§ **WHAT THE EXERCISE ASKS**:
Locate every line in the items below that contains the string "head" and copy each of those lines. Letter case must match.

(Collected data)
● ● ●

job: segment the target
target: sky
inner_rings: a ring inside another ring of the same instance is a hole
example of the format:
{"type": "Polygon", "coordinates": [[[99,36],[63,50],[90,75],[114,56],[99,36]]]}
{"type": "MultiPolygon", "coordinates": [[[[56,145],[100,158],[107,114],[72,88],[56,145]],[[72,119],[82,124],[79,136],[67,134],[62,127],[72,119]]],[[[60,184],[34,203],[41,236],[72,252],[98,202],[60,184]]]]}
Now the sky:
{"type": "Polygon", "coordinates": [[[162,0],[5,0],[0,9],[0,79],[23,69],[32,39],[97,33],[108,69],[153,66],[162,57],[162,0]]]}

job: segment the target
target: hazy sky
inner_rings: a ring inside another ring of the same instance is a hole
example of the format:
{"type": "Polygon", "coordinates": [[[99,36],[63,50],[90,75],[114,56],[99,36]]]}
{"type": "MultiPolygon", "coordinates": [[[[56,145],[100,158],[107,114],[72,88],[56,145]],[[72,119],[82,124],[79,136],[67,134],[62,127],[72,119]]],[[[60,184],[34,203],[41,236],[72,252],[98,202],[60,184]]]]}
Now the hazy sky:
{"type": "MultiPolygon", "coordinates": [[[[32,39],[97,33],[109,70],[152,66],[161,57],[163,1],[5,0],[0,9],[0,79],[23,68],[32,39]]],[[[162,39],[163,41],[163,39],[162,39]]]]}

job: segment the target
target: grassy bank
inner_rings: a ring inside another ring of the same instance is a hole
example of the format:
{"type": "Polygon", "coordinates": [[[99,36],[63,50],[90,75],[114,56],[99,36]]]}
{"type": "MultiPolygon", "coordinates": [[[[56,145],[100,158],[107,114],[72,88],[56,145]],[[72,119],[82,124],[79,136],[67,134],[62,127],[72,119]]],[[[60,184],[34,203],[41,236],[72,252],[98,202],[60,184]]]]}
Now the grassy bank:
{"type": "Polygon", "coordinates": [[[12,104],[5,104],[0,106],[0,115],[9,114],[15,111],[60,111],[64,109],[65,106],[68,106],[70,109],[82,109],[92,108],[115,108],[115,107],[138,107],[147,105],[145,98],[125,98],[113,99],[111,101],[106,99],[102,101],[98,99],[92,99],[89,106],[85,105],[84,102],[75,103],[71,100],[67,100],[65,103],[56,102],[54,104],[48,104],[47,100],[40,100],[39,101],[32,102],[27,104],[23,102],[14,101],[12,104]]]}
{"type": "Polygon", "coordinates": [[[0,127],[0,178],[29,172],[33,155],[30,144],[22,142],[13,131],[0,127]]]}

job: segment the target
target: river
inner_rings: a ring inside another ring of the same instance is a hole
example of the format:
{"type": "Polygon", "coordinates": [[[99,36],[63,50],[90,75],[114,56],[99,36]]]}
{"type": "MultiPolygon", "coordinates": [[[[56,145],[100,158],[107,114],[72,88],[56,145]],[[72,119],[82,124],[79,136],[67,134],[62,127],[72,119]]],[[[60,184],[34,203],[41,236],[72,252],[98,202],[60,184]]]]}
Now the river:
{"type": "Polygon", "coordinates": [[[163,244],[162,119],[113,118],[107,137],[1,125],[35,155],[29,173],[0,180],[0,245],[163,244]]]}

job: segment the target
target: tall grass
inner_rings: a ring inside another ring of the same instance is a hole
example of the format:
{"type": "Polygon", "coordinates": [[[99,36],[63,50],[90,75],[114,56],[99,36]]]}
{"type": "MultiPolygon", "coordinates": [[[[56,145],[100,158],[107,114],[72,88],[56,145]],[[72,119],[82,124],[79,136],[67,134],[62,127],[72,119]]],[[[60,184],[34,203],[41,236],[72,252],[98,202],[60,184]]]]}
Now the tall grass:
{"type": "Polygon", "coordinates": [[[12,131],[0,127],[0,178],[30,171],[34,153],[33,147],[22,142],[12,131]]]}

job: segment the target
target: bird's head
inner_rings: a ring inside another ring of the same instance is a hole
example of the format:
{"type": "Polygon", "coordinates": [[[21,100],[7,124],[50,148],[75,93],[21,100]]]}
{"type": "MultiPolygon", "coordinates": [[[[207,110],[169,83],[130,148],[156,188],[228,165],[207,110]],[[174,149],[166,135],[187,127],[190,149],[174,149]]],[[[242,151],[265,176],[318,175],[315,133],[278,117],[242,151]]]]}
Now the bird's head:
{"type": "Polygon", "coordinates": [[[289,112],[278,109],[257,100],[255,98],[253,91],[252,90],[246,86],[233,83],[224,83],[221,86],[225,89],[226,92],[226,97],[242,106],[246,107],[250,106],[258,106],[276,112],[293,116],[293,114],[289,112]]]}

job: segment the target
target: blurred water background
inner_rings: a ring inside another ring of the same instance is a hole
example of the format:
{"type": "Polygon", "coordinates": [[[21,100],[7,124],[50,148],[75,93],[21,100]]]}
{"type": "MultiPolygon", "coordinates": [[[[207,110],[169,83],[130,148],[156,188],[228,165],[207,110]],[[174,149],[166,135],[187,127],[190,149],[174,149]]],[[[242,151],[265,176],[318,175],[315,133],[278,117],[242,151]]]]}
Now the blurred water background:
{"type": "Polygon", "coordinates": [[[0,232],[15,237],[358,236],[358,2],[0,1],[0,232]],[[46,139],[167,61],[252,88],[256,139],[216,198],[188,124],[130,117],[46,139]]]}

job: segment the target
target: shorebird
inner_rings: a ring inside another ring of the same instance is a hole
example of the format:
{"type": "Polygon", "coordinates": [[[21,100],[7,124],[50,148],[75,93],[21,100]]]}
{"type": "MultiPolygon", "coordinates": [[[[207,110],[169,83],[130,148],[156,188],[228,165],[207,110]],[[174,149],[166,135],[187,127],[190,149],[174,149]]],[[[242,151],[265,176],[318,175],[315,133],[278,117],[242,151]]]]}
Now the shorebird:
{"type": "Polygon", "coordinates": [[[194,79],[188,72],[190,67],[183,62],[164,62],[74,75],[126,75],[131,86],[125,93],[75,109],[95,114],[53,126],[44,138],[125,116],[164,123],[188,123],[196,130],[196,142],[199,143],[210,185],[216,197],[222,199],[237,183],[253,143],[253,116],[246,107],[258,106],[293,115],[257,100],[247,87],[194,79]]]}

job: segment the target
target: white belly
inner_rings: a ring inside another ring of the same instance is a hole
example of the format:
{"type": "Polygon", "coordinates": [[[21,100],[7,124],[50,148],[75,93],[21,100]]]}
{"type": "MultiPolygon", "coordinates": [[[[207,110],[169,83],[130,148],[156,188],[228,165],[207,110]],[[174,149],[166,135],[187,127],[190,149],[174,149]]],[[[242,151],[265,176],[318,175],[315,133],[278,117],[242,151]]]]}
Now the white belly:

● ● ●

§ **FINAL RESULT**:
target: bird's head
Now the bird's head:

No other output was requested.